> Requirements:
• a. Reproduce the eco-innovation passage word for word, starting with "Eco-innovation index scores" and going on through "of total employment).".
• b. According to the eco-innovation passage, how many indicators does the eco-innovation scoreboard have, and in how many thematic areas?

> Quoted passage:
‘Eco-innovation is any innovation that make progress towards a more green and sustainable economy by reducing environmental pressures, increasing resilience or using natural resources more efficiently’ .
The eco-innovation index is based on the eco-innovation scoreboard, which has 12 indicators in five thematic areas:
- 'Eco-innovation inputs, which includes financial and human capital investment in eco-innovative activities;
- Eco-innovation activities, which defines the extent to which companies in a given country are active in eco-innovation;
- Eco-innovation outputs, which measures the output of eco-innovation activities concerning the number of patents and academic literature;
- Resource efficiency outcomes, which pinpoint a country’s efficiency of resources and GHG emission intensity; and
- Socio-economic outcomes, which aims to measure the positive societal as well as economic outcomes of eco-innovation’ .
Eco-innovation index scores are currently calculated on the basis of 12 indicators belonging to the following five thematic areas:
- Eco-innovation inputs: governments’ environmental and energy R&D appropriations and outlays (governments’ environmental and energy R&D appropriations and outlays as a proportion of GDP); total R&D personnel and researchers (total R&D personnel and researchers as a proportion of total employment).

Photo object pointing entries
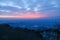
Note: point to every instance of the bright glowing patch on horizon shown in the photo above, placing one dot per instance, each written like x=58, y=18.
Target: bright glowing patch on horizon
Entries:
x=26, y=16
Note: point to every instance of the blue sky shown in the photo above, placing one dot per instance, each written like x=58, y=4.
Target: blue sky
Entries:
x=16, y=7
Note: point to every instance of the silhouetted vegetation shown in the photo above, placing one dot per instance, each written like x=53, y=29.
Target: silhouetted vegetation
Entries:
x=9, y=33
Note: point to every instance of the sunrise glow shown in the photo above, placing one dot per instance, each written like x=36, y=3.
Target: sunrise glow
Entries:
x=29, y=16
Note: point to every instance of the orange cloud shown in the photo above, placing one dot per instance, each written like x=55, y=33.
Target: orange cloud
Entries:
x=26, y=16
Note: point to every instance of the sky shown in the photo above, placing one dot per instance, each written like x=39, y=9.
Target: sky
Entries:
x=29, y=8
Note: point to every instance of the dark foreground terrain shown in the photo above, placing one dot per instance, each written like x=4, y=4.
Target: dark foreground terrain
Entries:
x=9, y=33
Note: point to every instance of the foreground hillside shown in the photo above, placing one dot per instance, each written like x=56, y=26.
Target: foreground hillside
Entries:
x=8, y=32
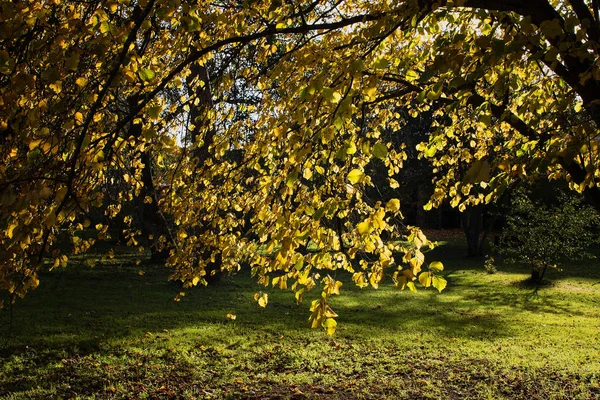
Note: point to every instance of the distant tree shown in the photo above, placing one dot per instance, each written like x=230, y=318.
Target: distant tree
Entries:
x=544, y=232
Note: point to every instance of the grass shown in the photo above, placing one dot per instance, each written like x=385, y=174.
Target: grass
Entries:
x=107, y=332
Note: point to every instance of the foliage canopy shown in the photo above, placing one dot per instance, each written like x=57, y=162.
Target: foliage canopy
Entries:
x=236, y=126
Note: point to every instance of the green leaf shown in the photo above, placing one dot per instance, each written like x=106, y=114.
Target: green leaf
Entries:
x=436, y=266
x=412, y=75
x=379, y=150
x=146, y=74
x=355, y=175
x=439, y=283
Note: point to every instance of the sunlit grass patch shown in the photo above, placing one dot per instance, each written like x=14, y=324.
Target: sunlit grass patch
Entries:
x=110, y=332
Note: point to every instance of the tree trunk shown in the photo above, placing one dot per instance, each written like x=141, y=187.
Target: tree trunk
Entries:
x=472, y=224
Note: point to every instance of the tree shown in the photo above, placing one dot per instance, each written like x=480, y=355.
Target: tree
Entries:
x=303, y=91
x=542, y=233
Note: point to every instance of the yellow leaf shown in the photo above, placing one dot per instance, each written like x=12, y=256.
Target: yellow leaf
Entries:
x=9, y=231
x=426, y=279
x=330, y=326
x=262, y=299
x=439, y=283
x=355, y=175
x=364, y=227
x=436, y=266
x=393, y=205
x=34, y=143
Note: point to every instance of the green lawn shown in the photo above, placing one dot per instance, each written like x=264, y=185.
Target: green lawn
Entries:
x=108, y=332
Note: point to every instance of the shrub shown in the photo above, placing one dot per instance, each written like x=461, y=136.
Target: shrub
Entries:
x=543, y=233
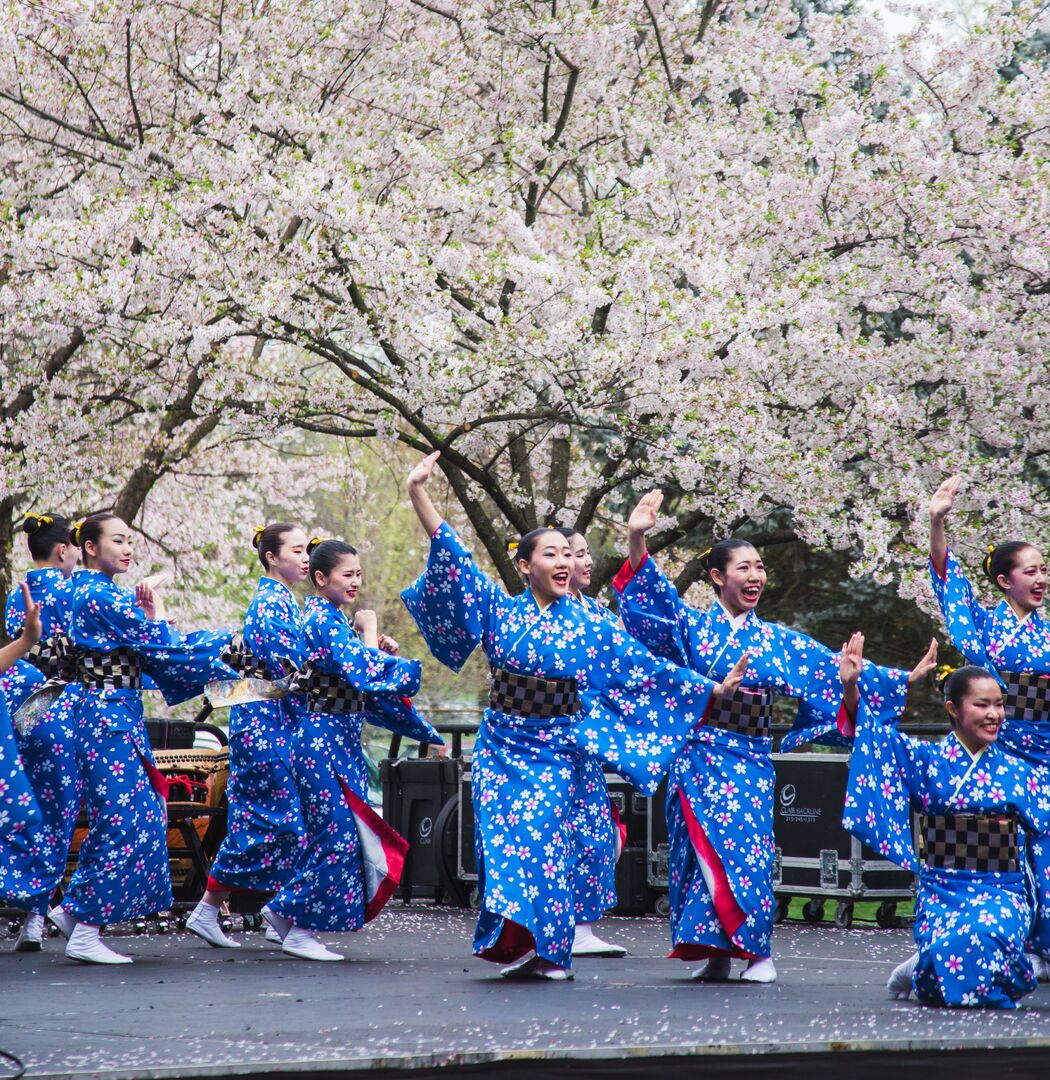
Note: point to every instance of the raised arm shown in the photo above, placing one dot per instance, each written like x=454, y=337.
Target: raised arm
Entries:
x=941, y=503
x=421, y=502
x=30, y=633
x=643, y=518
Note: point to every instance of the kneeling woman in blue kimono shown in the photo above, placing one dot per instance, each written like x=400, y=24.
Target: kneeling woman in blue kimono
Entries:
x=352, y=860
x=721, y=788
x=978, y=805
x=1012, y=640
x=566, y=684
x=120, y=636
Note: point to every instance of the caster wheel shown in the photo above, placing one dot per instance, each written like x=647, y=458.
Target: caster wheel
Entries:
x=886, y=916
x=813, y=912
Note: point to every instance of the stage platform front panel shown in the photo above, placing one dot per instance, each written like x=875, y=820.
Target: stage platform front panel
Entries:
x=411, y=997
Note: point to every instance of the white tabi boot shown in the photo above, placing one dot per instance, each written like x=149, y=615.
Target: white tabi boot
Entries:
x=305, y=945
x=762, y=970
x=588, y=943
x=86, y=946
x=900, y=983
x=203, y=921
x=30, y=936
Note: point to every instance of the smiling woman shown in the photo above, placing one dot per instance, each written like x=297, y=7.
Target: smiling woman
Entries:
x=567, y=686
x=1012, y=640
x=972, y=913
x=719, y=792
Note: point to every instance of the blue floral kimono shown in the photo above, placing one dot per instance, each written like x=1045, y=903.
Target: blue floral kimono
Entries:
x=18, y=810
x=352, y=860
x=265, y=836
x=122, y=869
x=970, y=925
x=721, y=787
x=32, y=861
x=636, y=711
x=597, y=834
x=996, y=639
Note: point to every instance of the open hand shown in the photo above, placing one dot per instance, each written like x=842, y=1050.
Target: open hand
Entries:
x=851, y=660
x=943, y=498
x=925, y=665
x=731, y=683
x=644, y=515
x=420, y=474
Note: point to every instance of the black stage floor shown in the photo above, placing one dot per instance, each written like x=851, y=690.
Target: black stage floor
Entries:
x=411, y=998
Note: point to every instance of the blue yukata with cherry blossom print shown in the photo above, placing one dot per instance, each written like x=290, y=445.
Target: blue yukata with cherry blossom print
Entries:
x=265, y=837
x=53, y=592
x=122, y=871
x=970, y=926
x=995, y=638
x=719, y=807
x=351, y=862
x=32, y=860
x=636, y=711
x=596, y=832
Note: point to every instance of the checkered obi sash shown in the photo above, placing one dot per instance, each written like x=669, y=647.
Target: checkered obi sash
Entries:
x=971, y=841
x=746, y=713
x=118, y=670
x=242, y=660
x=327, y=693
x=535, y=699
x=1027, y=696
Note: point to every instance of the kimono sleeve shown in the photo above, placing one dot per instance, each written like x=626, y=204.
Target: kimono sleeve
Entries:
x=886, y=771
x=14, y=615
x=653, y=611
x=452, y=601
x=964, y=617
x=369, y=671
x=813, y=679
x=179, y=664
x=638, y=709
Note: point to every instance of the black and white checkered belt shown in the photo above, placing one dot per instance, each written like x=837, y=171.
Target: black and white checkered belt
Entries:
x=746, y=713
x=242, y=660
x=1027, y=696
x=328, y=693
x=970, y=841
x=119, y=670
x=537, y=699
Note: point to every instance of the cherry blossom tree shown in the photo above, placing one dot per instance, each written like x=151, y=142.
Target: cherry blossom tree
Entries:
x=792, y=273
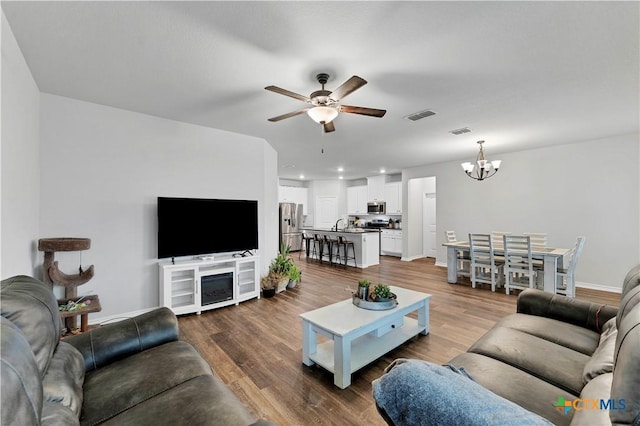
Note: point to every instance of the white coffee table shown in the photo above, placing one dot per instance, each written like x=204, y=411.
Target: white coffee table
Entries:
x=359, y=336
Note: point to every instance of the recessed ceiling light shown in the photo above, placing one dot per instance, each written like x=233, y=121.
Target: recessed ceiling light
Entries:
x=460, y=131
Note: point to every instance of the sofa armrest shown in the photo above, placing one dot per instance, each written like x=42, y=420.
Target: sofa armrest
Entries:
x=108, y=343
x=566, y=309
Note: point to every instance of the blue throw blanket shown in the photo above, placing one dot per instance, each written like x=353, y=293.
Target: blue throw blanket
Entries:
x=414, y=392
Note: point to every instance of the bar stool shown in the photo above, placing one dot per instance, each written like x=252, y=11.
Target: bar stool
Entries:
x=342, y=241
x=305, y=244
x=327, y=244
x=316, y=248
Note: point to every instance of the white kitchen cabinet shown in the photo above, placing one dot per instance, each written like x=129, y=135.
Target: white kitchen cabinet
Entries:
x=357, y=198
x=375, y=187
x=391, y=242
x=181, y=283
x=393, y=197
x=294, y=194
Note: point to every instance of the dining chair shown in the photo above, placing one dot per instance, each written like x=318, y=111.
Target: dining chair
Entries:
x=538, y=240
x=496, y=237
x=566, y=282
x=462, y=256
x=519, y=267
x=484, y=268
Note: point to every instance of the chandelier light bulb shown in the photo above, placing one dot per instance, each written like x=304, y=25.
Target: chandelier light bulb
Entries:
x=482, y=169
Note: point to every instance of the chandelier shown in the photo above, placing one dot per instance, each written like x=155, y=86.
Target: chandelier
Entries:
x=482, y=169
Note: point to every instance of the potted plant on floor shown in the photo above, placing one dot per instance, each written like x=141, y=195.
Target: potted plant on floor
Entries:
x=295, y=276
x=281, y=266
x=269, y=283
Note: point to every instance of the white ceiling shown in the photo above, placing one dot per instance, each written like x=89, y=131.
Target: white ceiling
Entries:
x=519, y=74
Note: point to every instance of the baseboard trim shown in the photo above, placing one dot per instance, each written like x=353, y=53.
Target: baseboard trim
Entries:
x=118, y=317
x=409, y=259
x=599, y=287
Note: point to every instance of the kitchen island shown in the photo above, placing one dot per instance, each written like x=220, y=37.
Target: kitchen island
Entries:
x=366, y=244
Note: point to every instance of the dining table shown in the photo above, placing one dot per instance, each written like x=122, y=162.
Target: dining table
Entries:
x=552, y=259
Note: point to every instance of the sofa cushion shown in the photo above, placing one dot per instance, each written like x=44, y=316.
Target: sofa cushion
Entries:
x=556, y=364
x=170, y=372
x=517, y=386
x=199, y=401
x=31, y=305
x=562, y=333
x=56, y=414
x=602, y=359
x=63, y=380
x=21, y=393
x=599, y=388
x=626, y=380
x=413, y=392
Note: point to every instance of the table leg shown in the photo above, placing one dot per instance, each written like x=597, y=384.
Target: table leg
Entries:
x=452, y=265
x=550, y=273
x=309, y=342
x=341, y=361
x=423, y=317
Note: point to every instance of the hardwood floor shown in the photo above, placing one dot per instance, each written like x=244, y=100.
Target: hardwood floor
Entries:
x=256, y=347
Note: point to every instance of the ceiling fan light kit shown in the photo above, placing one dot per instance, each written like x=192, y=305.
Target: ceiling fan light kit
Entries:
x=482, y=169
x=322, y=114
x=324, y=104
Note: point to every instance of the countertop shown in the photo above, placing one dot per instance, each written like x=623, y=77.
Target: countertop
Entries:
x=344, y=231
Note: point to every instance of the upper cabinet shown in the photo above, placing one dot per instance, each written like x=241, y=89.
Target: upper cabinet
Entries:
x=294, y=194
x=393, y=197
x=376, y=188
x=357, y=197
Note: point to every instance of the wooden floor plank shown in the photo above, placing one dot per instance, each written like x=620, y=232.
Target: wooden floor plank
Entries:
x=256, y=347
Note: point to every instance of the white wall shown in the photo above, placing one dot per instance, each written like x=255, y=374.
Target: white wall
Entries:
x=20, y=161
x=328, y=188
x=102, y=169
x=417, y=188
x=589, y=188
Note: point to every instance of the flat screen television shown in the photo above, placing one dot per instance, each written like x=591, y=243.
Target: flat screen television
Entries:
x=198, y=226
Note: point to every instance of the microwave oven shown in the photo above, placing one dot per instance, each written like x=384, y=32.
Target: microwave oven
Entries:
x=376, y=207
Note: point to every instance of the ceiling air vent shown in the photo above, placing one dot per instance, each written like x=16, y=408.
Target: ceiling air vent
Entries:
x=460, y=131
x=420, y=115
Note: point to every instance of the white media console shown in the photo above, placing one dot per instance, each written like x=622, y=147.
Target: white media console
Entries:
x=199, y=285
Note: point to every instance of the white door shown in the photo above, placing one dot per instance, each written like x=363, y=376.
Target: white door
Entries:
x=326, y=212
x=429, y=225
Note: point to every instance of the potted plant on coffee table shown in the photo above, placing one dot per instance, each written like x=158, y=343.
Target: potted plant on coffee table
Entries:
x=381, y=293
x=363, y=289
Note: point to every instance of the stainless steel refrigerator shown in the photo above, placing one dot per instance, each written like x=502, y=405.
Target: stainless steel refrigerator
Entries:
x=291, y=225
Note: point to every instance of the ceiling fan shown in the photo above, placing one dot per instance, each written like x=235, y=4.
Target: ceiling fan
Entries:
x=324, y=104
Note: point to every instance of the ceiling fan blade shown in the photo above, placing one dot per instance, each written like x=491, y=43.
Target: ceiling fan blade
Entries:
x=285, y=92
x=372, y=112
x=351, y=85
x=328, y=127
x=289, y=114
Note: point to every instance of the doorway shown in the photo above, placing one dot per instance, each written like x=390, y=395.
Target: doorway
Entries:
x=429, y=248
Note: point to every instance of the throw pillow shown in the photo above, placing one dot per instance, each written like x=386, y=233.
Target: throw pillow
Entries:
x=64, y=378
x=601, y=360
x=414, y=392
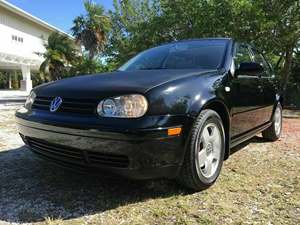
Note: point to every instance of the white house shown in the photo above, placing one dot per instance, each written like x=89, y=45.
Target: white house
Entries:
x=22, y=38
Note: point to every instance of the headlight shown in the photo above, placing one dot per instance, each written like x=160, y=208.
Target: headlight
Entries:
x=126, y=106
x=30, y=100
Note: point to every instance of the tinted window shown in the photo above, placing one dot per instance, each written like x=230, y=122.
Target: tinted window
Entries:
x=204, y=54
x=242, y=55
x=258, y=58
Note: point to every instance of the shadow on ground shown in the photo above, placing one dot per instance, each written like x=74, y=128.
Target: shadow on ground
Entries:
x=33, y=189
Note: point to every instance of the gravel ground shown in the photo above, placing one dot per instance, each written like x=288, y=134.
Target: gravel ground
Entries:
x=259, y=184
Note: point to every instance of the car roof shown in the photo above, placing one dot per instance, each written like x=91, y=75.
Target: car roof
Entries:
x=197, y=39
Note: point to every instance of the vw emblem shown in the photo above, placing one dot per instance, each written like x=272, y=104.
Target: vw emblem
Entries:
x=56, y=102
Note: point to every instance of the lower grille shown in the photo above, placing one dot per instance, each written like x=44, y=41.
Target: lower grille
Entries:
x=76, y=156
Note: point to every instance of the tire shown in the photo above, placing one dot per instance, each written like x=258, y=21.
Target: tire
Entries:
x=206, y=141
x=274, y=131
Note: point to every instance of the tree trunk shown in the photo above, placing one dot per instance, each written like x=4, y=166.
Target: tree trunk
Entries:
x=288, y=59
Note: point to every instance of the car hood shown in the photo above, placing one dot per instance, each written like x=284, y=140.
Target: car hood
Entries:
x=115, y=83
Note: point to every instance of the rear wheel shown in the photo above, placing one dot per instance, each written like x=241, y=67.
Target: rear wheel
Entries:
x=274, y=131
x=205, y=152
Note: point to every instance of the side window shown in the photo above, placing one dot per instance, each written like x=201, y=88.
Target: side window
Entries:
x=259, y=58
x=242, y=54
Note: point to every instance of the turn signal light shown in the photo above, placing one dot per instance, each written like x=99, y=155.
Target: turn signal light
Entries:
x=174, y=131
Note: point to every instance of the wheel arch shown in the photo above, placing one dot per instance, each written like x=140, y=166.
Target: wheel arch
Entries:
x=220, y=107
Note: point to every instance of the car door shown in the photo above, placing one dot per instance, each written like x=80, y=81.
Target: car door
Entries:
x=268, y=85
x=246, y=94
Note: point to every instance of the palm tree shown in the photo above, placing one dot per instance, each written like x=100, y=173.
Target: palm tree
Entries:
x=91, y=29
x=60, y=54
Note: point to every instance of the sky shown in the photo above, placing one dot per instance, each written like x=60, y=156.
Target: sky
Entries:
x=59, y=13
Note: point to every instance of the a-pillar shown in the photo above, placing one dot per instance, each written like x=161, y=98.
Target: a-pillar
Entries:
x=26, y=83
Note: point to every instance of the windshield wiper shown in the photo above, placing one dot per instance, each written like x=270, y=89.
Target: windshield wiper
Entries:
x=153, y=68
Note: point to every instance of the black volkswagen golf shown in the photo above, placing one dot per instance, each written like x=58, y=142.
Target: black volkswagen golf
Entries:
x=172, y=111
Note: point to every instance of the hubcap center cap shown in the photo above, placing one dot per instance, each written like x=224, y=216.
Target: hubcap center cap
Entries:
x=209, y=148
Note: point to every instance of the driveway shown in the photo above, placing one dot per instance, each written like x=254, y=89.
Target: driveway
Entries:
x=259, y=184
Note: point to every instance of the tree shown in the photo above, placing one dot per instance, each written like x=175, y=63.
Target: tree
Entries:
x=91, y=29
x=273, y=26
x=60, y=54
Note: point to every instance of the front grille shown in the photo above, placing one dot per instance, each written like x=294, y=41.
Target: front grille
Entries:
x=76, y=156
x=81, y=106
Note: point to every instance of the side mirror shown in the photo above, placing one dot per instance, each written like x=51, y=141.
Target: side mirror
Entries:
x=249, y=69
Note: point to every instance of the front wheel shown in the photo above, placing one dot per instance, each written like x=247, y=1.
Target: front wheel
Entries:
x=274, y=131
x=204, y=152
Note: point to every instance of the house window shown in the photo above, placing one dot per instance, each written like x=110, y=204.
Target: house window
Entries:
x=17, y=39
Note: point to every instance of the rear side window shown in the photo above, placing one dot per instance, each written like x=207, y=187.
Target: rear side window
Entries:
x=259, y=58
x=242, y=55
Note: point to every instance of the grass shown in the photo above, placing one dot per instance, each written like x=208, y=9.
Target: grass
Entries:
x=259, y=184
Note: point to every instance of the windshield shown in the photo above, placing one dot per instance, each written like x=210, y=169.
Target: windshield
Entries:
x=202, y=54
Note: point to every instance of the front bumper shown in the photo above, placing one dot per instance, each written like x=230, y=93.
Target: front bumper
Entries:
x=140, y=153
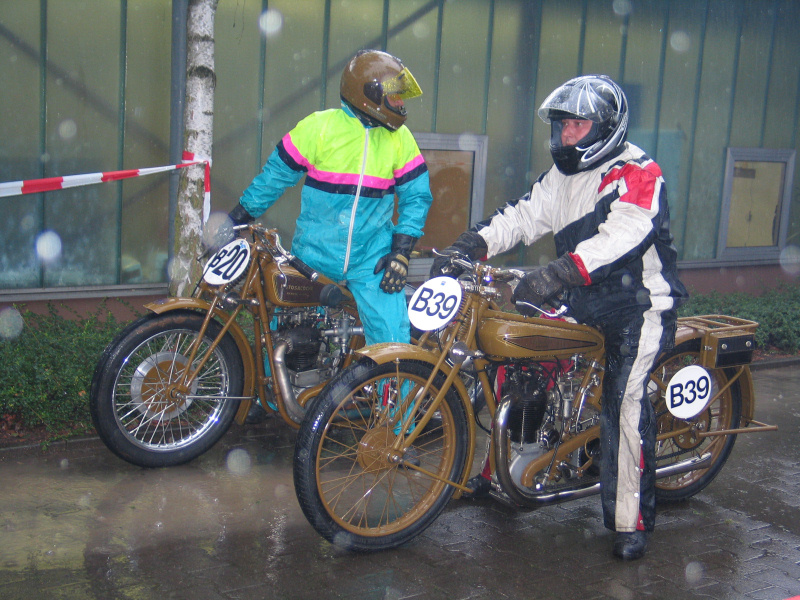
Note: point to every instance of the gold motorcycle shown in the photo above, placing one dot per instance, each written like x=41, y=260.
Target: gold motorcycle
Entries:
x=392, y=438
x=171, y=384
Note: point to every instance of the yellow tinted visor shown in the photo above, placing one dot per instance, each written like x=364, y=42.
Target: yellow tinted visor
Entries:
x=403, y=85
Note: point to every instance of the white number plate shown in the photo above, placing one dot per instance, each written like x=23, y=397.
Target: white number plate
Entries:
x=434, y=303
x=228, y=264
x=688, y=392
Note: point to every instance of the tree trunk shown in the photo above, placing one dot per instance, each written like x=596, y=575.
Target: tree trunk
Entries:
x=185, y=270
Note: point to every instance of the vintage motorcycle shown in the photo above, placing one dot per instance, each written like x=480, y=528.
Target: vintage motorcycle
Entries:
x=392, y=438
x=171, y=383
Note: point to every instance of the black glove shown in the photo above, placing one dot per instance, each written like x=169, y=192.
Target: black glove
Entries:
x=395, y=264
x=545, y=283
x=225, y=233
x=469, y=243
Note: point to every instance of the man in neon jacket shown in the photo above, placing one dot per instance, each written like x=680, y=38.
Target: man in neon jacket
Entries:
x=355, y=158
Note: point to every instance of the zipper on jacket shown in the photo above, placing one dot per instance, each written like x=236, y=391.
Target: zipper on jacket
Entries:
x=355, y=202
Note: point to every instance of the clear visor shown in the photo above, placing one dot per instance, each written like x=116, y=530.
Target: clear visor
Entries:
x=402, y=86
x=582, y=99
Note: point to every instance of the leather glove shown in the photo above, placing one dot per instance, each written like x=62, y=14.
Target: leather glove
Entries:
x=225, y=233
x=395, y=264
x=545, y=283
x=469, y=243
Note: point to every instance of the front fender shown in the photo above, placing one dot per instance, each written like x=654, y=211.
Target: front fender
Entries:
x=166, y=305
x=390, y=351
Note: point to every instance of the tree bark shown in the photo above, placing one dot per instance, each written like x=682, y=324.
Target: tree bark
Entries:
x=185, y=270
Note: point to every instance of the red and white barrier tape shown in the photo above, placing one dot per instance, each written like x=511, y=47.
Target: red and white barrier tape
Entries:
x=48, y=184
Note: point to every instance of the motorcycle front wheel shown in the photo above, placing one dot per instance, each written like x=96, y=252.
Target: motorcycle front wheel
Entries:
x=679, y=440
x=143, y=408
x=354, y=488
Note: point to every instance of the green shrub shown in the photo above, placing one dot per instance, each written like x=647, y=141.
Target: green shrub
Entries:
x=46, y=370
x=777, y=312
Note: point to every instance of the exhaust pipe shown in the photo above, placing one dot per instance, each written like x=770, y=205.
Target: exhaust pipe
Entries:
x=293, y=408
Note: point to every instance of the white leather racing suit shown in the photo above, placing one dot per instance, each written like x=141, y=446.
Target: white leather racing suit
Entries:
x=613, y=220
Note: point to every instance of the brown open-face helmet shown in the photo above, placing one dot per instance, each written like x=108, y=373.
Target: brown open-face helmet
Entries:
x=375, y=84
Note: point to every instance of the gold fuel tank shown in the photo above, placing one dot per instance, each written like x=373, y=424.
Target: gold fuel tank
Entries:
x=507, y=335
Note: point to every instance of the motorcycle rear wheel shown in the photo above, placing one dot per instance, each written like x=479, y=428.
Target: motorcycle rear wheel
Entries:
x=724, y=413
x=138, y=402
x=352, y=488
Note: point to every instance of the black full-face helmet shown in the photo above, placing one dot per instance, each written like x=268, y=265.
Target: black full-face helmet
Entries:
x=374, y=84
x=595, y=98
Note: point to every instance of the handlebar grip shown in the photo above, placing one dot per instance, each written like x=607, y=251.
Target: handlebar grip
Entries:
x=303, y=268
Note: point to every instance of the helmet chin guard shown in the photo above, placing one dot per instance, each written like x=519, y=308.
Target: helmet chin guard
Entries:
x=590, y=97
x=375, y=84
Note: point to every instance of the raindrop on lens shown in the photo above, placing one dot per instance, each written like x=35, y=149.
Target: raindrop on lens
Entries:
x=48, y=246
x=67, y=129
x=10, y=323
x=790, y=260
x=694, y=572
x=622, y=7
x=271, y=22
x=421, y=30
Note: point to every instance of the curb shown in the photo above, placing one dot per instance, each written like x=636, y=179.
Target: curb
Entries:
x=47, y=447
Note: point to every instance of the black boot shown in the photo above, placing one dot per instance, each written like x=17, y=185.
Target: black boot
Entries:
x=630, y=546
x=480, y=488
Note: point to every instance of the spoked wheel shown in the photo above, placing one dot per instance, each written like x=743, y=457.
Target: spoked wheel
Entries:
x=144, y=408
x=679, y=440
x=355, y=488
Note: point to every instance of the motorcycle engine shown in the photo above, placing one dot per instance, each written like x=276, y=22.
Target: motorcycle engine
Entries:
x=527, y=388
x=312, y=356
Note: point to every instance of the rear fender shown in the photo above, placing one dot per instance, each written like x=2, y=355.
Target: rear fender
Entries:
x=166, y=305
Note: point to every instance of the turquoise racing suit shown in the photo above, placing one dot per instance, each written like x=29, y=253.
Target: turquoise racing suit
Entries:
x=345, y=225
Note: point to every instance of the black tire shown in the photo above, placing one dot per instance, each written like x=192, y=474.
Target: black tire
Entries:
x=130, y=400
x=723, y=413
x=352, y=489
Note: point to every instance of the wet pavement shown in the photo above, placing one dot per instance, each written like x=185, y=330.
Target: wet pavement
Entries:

> Answers to each task:
• a.
Eco-innovation index scores are currently calculated on the basis of 12 indicators belonging to the following five thematic areas:
- Eco-innovation inputs: governments’ environmental and energy R&D appropriations and outlays (governments’ environmental and energy R&D appropriations and outlays as a proportion of GDP); total R&D personnel and researchers (total R&D personnel and researchers as a proportion of total employment).

• b. 12 indicators in five thematic areas.